### BRIEF 1
Decide whether each statement agrees with the forum post below: (a) the post is dated 22 Nov 2006; (b) in the quoted data, Printer contains DellPc1; (c) in the quoted data, Device contains HpPr1. Answer yes or no for each and quote the words of the forum post that decide it.

### EXCERPTED TEXT
Re: How to represent category, subcategory, product

From: JOG <jog_at_cs.nott.ac.uk>
Date: 22 Nov 2006 14:37:27 -0800
Message-ID: <1164235047.120527.110110_at_f16g2000cwb.googlegroups.com>


On Nov 22, 5:31 am, "Lennart" <Erik.Lennart.Jons..._at_gmail.com> wrote:

> Neo wrote:[...]
>
> > Based on above data, we can derive Computer and Printer are currently
> > subCats of Device,
> > because:
>
> > Device = {DellPc1, HpPr1}
> > Computer = {DellPc1}
> > Printer = {HpPr1}
>
> > Computer and Printer are proper subcategories of Device.Now I see you, once again :-)

### BRIEF 2
Update the listing from the line with "For every instance of the green" through the end of the listing, with both of those lines included. Replace "blurred flower" with "out-of-focus flower", leave everything else unchanged, and return only those lines.

### DATASET EXTRACT
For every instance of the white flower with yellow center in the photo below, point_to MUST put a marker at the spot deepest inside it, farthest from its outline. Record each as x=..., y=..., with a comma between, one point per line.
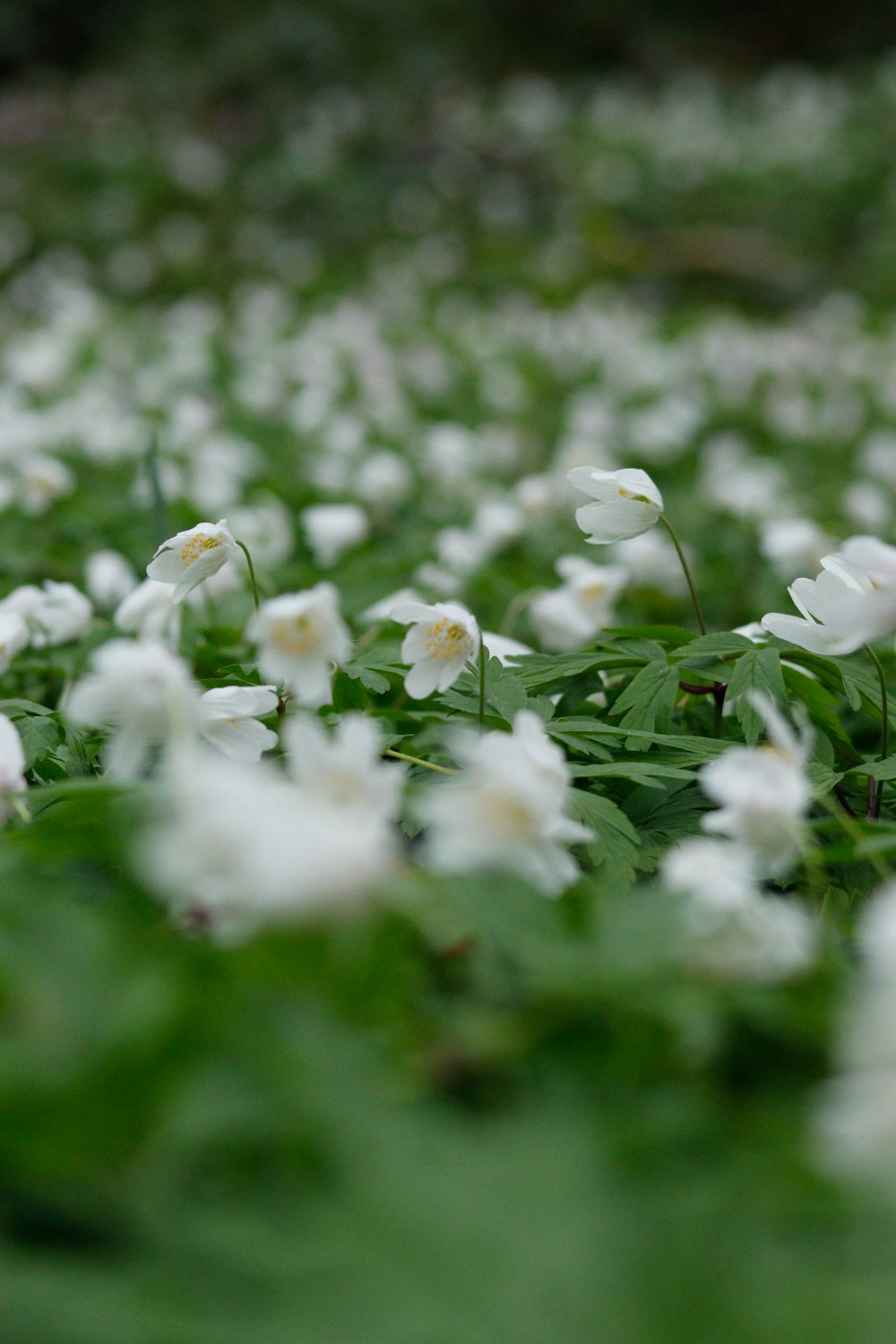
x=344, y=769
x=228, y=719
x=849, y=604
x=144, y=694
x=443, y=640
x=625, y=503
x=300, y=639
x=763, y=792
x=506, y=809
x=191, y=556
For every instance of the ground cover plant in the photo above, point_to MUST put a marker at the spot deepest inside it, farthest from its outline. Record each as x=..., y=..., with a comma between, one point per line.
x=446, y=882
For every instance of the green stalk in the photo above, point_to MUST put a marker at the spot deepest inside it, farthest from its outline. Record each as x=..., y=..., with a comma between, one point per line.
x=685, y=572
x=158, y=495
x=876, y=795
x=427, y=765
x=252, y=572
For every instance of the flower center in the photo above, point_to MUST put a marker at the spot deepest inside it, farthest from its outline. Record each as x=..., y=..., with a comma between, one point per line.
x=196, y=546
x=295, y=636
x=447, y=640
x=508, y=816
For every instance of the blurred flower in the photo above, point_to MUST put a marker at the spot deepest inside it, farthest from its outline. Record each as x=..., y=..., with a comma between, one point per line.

### PROBLEM SOLUTION 1
(a) Yes: "Date: 22 Nov 2006 14:37:27 -0800"
(b) No: "Printer = {HpPr1}"
(c) Yes: "Device = {DellPc1, HpPr1}"

### PROBLEM SOLUTION 2
For every instance of the green stalk in the photo above, point_to MUST put a marker at the spot deepest inside it, farthest from its outline. Record each as x=..., y=..., with a comma between, one point per line.
x=685, y=572
x=158, y=495
x=876, y=795
x=427, y=765
x=252, y=572
For every instance of the flower center in the photo above, point_to MUST put a marker at the spot deepest inside it, farthest from its outline. Record each as x=..., y=..., with a comma between, one point per line.
x=196, y=546
x=295, y=636
x=447, y=640
x=508, y=816
For every instance of the out-of-focus flower in the photo above, point_to MUST put a marker at the spot deepest inside it, farthest from its outline. Record each as x=..., y=..., with a comma between, one point per line.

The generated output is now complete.